ENTRIES SHOWN -
++++++
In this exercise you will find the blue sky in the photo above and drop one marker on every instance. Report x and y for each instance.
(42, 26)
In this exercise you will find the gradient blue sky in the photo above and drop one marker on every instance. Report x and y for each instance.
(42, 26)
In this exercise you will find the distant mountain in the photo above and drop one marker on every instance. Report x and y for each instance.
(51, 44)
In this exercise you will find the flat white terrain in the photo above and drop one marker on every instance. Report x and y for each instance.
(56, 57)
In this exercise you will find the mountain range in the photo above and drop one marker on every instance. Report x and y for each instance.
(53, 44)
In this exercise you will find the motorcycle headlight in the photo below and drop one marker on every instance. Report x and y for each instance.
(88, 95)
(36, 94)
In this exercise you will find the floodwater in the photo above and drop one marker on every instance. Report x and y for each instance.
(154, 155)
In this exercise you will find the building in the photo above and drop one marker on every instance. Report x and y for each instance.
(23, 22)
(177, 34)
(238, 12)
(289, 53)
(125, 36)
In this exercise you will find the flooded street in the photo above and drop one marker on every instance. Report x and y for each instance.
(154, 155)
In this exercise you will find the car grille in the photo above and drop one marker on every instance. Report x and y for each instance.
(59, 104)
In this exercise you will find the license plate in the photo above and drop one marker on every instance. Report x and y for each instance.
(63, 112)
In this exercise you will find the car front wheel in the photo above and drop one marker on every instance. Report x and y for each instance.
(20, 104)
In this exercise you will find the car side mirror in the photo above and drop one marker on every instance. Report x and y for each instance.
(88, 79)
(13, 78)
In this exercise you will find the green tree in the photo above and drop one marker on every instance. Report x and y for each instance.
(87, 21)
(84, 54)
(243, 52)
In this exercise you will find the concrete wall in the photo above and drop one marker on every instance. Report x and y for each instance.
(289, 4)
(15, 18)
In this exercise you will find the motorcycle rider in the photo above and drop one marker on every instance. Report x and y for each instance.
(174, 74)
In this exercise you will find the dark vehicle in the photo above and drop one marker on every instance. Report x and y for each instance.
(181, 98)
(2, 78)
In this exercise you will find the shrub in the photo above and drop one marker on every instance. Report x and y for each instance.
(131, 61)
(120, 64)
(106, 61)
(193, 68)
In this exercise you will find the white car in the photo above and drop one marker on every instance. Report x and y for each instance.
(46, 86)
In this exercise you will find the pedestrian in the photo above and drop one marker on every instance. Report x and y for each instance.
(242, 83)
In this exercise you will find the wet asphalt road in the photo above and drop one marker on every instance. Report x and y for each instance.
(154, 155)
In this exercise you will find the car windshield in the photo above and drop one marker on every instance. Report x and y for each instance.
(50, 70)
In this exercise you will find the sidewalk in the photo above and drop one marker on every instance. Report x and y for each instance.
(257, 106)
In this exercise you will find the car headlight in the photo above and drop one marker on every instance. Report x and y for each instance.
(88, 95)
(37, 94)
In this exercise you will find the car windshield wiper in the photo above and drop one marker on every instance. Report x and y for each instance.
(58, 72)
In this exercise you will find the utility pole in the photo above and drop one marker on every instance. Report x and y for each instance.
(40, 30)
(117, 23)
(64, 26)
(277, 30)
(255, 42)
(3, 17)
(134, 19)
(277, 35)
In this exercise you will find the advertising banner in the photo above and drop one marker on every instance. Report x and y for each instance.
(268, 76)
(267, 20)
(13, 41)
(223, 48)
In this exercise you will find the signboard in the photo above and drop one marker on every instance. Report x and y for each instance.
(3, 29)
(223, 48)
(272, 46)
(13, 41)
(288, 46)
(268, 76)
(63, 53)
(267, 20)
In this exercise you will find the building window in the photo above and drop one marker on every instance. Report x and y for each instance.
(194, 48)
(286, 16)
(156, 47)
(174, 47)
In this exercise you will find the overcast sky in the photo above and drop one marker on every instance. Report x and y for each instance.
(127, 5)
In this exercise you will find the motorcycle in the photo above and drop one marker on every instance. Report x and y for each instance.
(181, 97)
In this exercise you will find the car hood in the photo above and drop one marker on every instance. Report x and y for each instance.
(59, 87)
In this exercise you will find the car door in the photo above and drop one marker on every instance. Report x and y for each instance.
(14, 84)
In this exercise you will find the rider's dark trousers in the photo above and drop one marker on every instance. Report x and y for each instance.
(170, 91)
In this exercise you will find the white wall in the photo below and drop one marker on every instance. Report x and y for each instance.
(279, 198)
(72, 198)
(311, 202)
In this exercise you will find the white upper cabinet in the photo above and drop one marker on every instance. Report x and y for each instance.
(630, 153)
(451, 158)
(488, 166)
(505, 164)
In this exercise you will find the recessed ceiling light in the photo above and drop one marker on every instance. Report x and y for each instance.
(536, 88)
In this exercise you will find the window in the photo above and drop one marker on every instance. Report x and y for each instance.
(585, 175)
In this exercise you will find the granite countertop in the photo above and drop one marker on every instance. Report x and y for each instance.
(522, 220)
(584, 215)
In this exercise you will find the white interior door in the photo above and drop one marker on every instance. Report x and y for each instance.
++++++
WORK ORDER - Please transcribe the data shown above in full, exactly as it stands.

EXERCISE OUTPUT -
In this exercise you will find the blue sky in the photo above and drop one marker on every instance. Report x and y for each instance.
(42, 26)
In this exercise you will find the gradient blue sky in the photo above and drop one marker on every instance. Report x and y for each instance.
(42, 26)
In this exercise you will find the distant mountain in the photo above and drop one marker on every instance. Report x and y for each instance.
(51, 44)
In this exercise you will find the flat white terrain in the photo above and drop one marker on every instance. Report x and y for each instance.
(56, 57)
In this exercise you will find the mountain range in the photo above and drop one marker on every instance. Report x and y for each instance.
(53, 44)
In this exercise you will find the motorcycle headlight in the photo below and drop one marker on every instance. Report x and y for each instance.
(88, 95)
(36, 94)
In this exercise you will find the floodwater in the photo above and drop one marker on every instance. Report x and y for each instance.
(154, 155)
In this exercise you will find the building in the photo above and drop one marker on every instance. Report x and y for each instance.
(23, 22)
(177, 34)
(238, 12)
(289, 53)
(125, 36)
In this exercise you will find the flooded street in the photo above and drop one marker on every instance. Report x and y for each instance.
(154, 155)
In this exercise you will find the car grille in the photo above and drop one marker on every instance. Report x and y for each instance.
(59, 104)
In this exercise you will find the license plate in the photo above and drop one marker on every instance. Report x and y for each instance.
(63, 112)
In this exercise you will find the car front wheel in the photo above and drop one marker on every instance. Report x and y for each instance.
(20, 104)
In this exercise you will find the car side mirror in the photo above and drop one marker on every instance. Report x and y for each instance.
(88, 79)
(13, 78)
In this exercise you will find the green tree in the photo above and drop one marker on every instance. Report x and y for each instance.
(87, 21)
(84, 54)
(243, 52)
In this exercise you will find the concrete wall in the photo above and drop one marker on every instance. Report x and y for each instance.
(289, 4)
(15, 18)
In this exercise you will find the motorcycle rider in the photo above and drop one marker on every instance. Report x and y for each instance.
(174, 74)
In this exercise you will find the dark vehicle in the photo above and drop one marker on every instance. Report x and y for each instance.
(181, 98)
(2, 78)
In this exercise you will find the shrub in the photo above and drop one marker on every instance. Report x and y for each instance.
(131, 61)
(120, 64)
(106, 61)
(193, 68)
In this exercise you will find the white car in the photo above and drop one marker on every instance. Report x and y for each instance.
(46, 86)
In this exercise you will find the pedestrian in the photo above and drop one marker on every instance. Report x and y for each instance.
(242, 83)
In this exercise you will find the wet asphalt road in the photo above and drop one marker on every instance. Report x and y for each instance.
(154, 155)
In this exercise you will find the car windshield in the photo above and drop one marker on every instance. Report x and y for each instance.
(50, 70)
In this exercise you will find the sidewalk in the photo above and drop one marker on every instance. Report x and y for each instance.
(257, 106)
In this exercise you will find the car headlight in the photo above and drop one marker on every instance. Report x and y for each instance.
(88, 95)
(37, 94)
In this exercise you will find the car windshield wiper in the photo above and drop one marker on every instance. Report x and y for each instance.
(58, 72)
In this exercise you will find the utility pole in the photo above and drop one marker on every instance. Report x and y for each instance.
(40, 30)
(117, 23)
(64, 26)
(277, 30)
(255, 42)
(3, 17)
(134, 19)
(277, 35)
In this exercise you will find the advertising banner in the photo above and drop one marker on every instance. Report x and y for each instance.
(268, 76)
(267, 20)
(13, 41)
(223, 48)
In this exercise you will find the signboard in the photo above and drop one marker on every instance. Report x and y for each instance.
(3, 29)
(223, 48)
(272, 46)
(13, 41)
(288, 46)
(268, 76)
(63, 53)
(267, 20)
In this exercise you will find the building window in the photo above and drop one marker on every instance. Report x and y for each instance.
(194, 48)
(286, 16)
(156, 47)
(174, 47)
In this exercise you will find the overcast sky in the photo above and drop one marker on every instance. Report x and y for each instance.
(127, 5)
In this exercise you will find the motorcycle in the photo above and drop one marker on every instance. Report x and y for each instance.
(181, 97)
In this exercise you will find the car hood in the photo above and drop one marker on every instance. Report x and y for each instance.
(59, 87)
In this exercise you will find the car door in the photo above and drop one marker on every instance. Report x and y for each instance.
(14, 84)
In this exercise you will find the rider's dark trousers in the photo above and drop one marker on every instance. Report x and y for each instance.
(170, 91)
In this exercise you will find the white wall in the photo below and drop one marker on every instance. Report x and y for each instance.
(279, 198)
(72, 198)
(311, 202)
In this exercise you will find the white upper cabinet in the photo above and drop one marker on every instance. Report x and y for each instance.
(630, 153)
(451, 158)
(488, 166)
(505, 164)
In this exercise you will find the recessed ceiling light in the photo above and drop one marker on every instance. Report x and y for each instance.
(536, 88)
In this exercise you will find the window in the photo above and drop one marker on every instance. Report x and y for each instance.
(585, 175)
In this exercise you will find the granite countertop in the photo above and drop one marker on every instance. Report x and y for each instance.
(522, 220)
(584, 215)
In this exercise you will find the white interior door in the photo above and drop one marker on every instance. Report x and y for each instance.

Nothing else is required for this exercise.